• [EXCERTO DO DOCUMENTO]:
Czyz com a sua prótese aperfeiçoada para o salto em comprimento
Czyz com a sua prótese aperfeiçoada para o salto em comprimento

"No salto em comprimento, a situação é diferente e foi fabricado um suporte em fibra de carbono e camadas de tecido," prossegue Johannes Schmidt. "Depois da opinião do atleta, a primeira versão foi alterada e construída uma segunda versão mais macia."

A análise de pressão camada a camada efectuada em mais de 40 telas unidireccionais e de tecido foi particularmente importante, uma vez que permitiu assegurar que o material seleccionado para o suporte era suficientemente forte para aguentar a carga adicional durante o salto em comprimento. O novo suporte em forma de L, mais rígido e resistente, é também mais leve e forte, oferecendo aos atletas uma maior segurança durante os treinos.

"Foram muitos anos de trabalho na utilização e aperfeiçoamento destes materiais especiais para uso no espaço que permitiram produzir os suportes de elevado desempenho para a prótese de Czyz," comentou Schmidt.

Treino

Nos treinos
Nos treinos

Czyz informou também a MST que tinha problemas na colocação da prótese na perna. "Dependendo do meu estado geral de saúde, o tamanho do coto pode aumentar ou diminuir, o que torna difícil a colocação da prótese de uma forma segura. Chegou até a cair durante algumas sessões de treino."

Após uma troca de ideias com o Centro Europeu de Astronautas (EAC) e a Rede Europeia de Cuidados de Saúde, criada pela ESA para desenvolver, promover e comercializar soluções para a saúde e o bem-estar resultantes da investigação e desenvolvimento espacial, o Director da Rede de Cuidados de Saúde da ESA, Filippo Ongaro, sugeriu a utilização do Estimulador Muscular Eléctrico Percutâneo (PEMS) para evitar a atrofia dos músculos e aumentar a massa muscular.

• [LISTAGEM DE REGISTOS]:
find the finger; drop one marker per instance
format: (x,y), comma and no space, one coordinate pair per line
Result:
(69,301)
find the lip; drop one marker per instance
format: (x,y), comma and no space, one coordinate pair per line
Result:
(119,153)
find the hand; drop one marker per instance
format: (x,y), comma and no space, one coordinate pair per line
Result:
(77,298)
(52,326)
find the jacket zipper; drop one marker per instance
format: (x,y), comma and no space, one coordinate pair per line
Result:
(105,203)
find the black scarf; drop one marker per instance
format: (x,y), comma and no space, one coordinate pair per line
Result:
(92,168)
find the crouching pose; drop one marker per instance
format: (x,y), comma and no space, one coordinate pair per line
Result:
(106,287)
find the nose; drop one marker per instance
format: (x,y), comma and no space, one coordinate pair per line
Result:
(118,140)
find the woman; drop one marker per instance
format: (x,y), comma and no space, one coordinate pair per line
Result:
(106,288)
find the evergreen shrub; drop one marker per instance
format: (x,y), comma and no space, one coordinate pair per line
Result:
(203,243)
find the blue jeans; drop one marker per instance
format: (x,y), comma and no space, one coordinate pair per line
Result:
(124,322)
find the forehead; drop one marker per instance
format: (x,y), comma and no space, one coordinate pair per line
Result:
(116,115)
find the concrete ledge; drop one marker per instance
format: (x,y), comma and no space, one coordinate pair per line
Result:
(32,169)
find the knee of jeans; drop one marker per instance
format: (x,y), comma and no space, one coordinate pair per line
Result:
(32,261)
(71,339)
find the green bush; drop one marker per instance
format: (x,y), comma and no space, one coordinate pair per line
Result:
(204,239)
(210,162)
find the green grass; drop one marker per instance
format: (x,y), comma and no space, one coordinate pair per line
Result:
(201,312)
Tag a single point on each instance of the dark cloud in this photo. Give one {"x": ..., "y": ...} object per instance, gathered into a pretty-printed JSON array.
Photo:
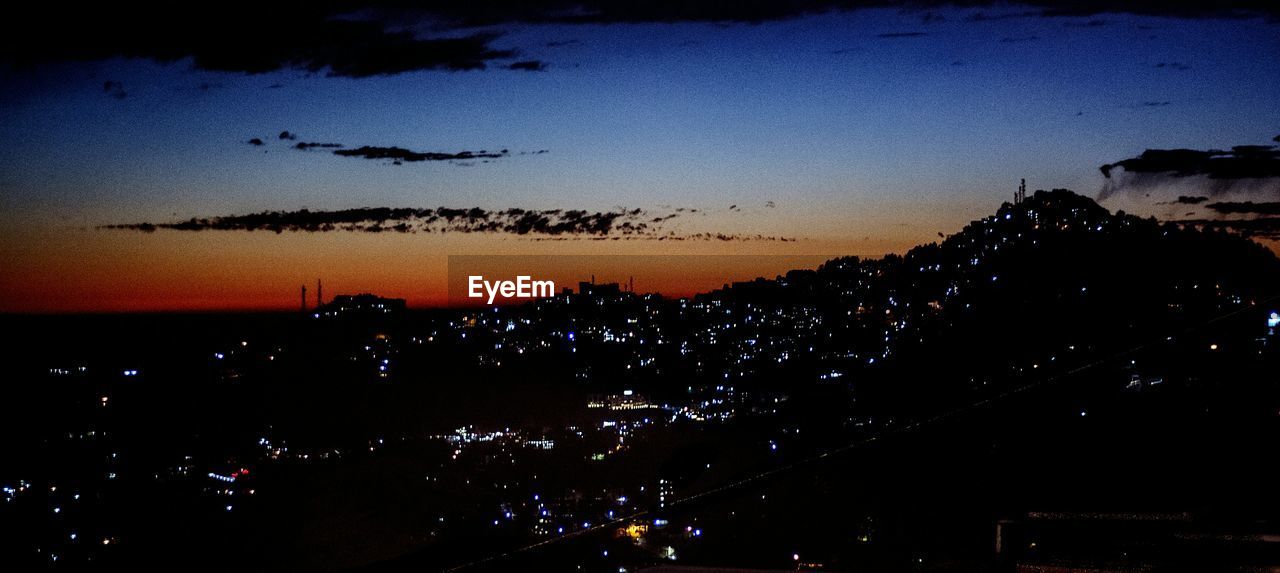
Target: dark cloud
[
  {"x": 1246, "y": 169},
  {"x": 400, "y": 154},
  {"x": 305, "y": 146},
  {"x": 356, "y": 40},
  {"x": 552, "y": 224},
  {"x": 517, "y": 221},
  {"x": 1237, "y": 207},
  {"x": 528, "y": 65},
  {"x": 1261, "y": 228},
  {"x": 1187, "y": 200},
  {"x": 393, "y": 154}
]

• [EXPLORAÇÃO DO MATERIAL]:
1. No texto sobre a prótese de Czyz, em quantas telas foi efectuada a análise de pressão camada a camada?
2. Retome o texto sobre a prótese de Czyz a partir da última frase apresentada.

• [RESPOSTAS POR TAREFA]:
1. Em mais de 40 telas unidireccionais e de tecido.

2.
Czyz com a PEMS II
Czyz com a PEMS II

O PEMS foi desenvolvido e fabricado pela empresa suíça Syderal para prevenir os efeitos da microgravidade nos astronautas, em especial a atrofia dos músculos e os seus efeitos paralelos, tais como a mineralização dos ossos e o descondicionamento cardiovascular. Em 1996, o PEMS I viajou no Space Shuttle e está previsto que o PEMS II seja entregue à ISS no próximo mês de Maio.

Em Junho deste ano, ao Directorado de Voos Espaciais Tripulados da ESA disponibilizou o dispositivo de treino PEMS II, que foi instalado na Universidade de Desporto Alemã em Colónia (DSHS) para ajudar Czyz a aumentar a massa muscular e reduzir a atrofia na perna. O treino foi seguido pelo Professor Narici da Universidade de Manchester, que já tinha efectuado pesquisas intensivas com o PEMS I e II, pelo Dr. Zange do Instituto de Medicina Aeroespacial no Centro Aeroespacial Alemão (DLR) com o apoio do Dr. Scheider e do Dr. Abel do Instituto de Controlo Motor e Técnicas de Movimento no DSHS, e do Prof. Maffulli da Faculdade de Medicina da Universidade de Keele. O DLR também disponibilizou as instalações de teste em Köln Porz.

"Tive oportunidade de treinar durante 10 semanas com o PEMS. Desenvolvi a massa muscular da minha perna e já não tenho problemas ao colocar a prótese. Mesmo quando não estou bem, a massa muscular da minha perna permanece inalterável," comentou Czyz.

Preparação para as corridas dos 100 m e 200 m
Preparação para as corridas dos 100 m e 200 m

Para os treinos, o atleta usava um fato de treino desenvolvido pela marca italiana Grado Zero Espace utilizando uma membrana de memória da forma, baseada num polímero usado em aplicações espaciais como espuma para as rodas flexíveis dos jeeps planetários, bem como para estruturas espaciais desdobráveis.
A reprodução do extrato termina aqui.